* **YOUR INSTRUCTIONS**
Output every line of the listing below as a JSON array of strings, one string per line and no blank lines.

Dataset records
^^^^^^^^

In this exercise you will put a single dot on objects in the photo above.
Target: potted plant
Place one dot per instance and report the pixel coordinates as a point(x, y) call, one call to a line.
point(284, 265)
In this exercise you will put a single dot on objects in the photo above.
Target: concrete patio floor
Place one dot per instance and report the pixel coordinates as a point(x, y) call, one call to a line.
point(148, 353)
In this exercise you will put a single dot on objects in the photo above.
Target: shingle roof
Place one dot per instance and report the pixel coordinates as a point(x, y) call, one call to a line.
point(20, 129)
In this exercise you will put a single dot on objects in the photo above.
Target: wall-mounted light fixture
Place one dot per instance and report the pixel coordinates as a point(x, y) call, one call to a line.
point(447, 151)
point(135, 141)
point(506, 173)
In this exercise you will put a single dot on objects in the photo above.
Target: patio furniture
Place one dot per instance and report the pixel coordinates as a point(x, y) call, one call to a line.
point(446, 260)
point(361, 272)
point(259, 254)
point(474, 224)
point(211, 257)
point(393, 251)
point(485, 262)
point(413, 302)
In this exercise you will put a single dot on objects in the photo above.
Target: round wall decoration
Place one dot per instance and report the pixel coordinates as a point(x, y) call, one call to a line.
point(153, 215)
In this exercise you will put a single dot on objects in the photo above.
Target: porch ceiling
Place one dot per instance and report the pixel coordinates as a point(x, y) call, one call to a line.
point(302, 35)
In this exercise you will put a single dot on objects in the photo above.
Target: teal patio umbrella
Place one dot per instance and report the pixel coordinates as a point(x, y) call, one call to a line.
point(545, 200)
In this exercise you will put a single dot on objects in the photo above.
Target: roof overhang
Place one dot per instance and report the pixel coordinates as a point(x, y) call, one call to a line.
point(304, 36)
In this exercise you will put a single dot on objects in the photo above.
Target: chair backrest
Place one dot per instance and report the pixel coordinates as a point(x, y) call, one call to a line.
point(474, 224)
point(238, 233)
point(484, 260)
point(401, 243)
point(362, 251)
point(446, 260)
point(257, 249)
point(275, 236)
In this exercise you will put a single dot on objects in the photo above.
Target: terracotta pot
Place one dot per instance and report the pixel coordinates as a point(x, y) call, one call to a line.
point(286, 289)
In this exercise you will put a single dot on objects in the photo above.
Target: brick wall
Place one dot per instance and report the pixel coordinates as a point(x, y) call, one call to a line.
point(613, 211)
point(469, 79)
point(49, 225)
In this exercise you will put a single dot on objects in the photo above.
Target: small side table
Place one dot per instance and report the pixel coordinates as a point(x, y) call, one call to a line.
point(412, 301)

^^^^^^^^

* **ANSWER FOR THIS EXERCISE**
[
  "In this exercise you will put a single dot on objects in the photo above.",
  "Target: potted plant",
  "Place one dot per instance and report the pixel coordinates as a point(x, y) call, one call to a line.",
  "point(284, 265)",
  "In this exercise you will put a single dot on objects in the photo above.",
  "Target: concrete patio floor",
  "Place one dot per instance and report the pixel coordinates as a point(x, y) call, one call to a line.",
  "point(148, 353)",
  "In this exercise you will put a single dot on objects in the photo above.",
  "Target: shingle roof",
  "Place one dot per instance and report the pixel coordinates as a point(x, y) call, one call to a line.",
  "point(20, 129)",
  "In this exercise you will put a single dot on objects in the photo above.",
  "Target: wall-mounted light fixture",
  "Place one dot per instance and report the pixel coordinates as a point(x, y) call, one call to a line.",
  "point(447, 151)",
  "point(135, 141)",
  "point(506, 173)",
  "In this exercise you will put a single dot on objects in the photo above.",
  "Target: patio furniture",
  "Place one dot per instance and report the pixel coordinates as a point(x, y) call, one call to a line.",
  "point(446, 260)",
  "point(361, 272)",
  "point(259, 254)",
  "point(474, 224)",
  "point(211, 257)",
  "point(393, 251)",
  "point(485, 262)",
  "point(413, 302)",
  "In this exercise you will put a single dot on objects in the photo above.",
  "Target: round wall decoration",
  "Place one dot per instance and report the pixel coordinates as a point(x, y) call, one call to a line.",
  "point(153, 215)",
  "In this exercise you will put a single dot on objects in the photo above.",
  "Target: porch ceiling",
  "Place one dot per instance and report the pixel coordinates as a point(x, y) call, one call to a line.",
  "point(302, 35)",
  "In this exercise you will put a single dot on objects in the photo above.",
  "Target: teal patio umbrella",
  "Place one dot per instance and report the pixel coordinates as a point(x, y) call, one call to a line.",
  "point(545, 200)",
  "In this exercise you will put a single dot on objects in the photo above.",
  "Target: roof overhang",
  "Place one dot per instance and report the pixel coordinates as a point(x, y) call, one call to a line.",
  "point(304, 36)",
  "In this exercise you will put a single dot on objects in the photo above.",
  "Target: chair backrest",
  "Place one dot per instance and report the pixel coordinates as a point(x, y) call, one call to a line.",
  "point(474, 224)",
  "point(238, 233)",
  "point(484, 260)",
  "point(401, 243)",
  "point(362, 251)",
  "point(446, 260)",
  "point(257, 249)",
  "point(275, 236)",
  "In this exercise you will put a single dot on objects in the photo above.",
  "Target: terracotta pot",
  "Place one dot per instance and report the pixel coordinates as a point(x, y) call, one call to a line.",
  "point(286, 289)",
  "In this exercise you will put a single dot on objects in the photo above.",
  "Target: brick wall",
  "Place one dot per instance and report the pixel coordinates as a point(x, y) call, one call to a line.",
  "point(613, 211)",
  "point(469, 79)",
  "point(49, 225)",
  "In this exercise you will put a single dot on objects in the photo above.",
  "Target: small side table",
  "Place one dot per instance and report the pixel coordinates as a point(x, y) call, one call to a line.",
  "point(412, 301)"
]